▶ _Try it_: Repeat, exactly as written, the lines of the records below from the first through the line with "In this exercise you will label every instance of the muddy", but none past it.

▶ _Records provided_:
•••

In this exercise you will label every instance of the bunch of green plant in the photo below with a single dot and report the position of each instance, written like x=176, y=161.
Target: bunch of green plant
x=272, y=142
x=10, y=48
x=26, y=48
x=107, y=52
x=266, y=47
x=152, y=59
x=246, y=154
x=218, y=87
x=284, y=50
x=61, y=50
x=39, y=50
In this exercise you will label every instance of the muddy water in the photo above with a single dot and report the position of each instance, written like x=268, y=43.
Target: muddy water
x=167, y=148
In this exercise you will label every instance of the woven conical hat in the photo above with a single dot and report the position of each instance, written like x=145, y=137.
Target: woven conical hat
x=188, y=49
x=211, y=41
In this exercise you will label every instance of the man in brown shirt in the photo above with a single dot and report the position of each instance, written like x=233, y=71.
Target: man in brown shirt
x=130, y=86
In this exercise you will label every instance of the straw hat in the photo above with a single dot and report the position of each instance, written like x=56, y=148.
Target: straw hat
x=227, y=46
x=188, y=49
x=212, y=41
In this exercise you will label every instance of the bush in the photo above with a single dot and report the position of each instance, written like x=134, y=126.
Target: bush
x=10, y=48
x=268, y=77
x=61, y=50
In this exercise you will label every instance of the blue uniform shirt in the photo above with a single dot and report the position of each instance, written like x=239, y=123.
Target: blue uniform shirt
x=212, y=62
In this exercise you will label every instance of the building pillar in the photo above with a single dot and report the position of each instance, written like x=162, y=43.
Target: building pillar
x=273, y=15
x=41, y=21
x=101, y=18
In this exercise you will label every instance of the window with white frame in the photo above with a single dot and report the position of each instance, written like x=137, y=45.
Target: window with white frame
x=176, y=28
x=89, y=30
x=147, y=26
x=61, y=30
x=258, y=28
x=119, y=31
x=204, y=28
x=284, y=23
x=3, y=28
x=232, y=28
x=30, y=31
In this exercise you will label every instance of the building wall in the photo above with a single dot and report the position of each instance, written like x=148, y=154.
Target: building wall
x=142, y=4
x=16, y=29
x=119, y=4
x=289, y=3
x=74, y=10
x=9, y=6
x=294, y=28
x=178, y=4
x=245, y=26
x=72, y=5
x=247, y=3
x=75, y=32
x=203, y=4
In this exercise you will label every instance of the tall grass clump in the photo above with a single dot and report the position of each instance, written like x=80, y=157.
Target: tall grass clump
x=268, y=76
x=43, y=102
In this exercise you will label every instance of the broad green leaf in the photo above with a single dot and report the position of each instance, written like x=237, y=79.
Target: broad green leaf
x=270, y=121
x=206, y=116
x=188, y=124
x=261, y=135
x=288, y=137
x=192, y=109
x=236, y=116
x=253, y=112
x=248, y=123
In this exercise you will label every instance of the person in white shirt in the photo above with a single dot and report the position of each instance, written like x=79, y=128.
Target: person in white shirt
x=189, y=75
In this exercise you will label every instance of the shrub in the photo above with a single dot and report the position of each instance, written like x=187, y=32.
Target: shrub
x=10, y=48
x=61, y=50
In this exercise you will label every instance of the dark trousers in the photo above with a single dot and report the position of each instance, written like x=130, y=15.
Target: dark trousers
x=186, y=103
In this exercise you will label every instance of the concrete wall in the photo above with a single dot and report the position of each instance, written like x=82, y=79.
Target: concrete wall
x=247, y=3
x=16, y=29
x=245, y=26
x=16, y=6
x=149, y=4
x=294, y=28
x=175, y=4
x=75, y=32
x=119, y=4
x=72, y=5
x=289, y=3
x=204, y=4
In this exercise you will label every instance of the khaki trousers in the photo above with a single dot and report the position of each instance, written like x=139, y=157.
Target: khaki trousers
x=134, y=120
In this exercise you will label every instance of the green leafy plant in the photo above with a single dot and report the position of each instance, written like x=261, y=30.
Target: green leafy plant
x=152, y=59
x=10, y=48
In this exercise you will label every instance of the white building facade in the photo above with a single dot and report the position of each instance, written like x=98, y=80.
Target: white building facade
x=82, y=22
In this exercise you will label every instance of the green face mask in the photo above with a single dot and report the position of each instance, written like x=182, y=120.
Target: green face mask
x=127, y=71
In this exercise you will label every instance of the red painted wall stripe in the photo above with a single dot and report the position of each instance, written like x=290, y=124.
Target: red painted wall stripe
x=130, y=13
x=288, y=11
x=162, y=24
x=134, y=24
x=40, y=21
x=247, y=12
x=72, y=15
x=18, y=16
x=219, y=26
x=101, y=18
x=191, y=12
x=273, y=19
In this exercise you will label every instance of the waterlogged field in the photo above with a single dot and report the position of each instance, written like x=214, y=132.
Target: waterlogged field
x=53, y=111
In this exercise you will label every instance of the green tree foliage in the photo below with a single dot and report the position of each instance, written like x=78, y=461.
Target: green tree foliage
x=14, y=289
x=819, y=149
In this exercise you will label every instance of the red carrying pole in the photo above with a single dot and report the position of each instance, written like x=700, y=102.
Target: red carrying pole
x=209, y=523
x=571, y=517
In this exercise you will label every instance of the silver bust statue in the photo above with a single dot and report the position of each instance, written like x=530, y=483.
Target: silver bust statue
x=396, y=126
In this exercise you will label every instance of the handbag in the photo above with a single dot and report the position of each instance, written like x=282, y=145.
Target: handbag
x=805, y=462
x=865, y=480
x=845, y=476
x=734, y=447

•••

▶ _Answer space_:
In this exercise you will label every instance of the bunch of green plant in the photo below with a single dot and report the position of each instance, written like x=176, y=161.
Target: bunch of green plant
x=272, y=142
x=10, y=48
x=26, y=48
x=107, y=52
x=266, y=47
x=152, y=59
x=246, y=154
x=218, y=87
x=284, y=50
x=61, y=50
x=39, y=50
In this exercise you will label every instance of the muddy water in the photo above with a single dot and report the position of each instance, written like x=268, y=43.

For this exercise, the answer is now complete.